━━ Source records

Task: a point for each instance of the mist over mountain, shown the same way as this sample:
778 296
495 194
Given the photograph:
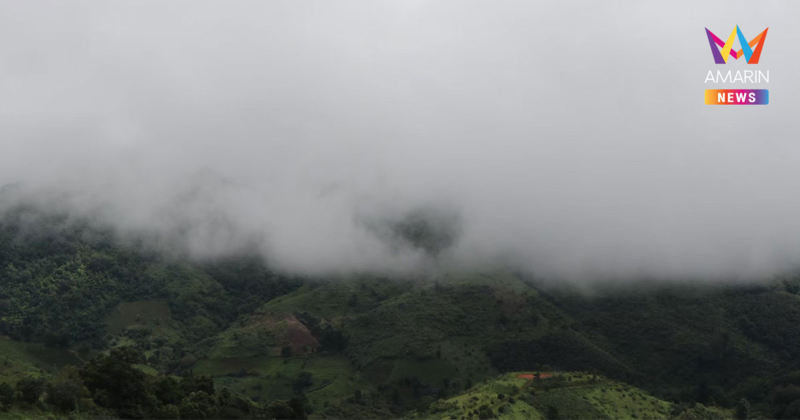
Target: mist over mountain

━━━━

### The problem
Your answer should be a single number, which is the count of lines in the data above that include the word "mountain".

### Your solution
2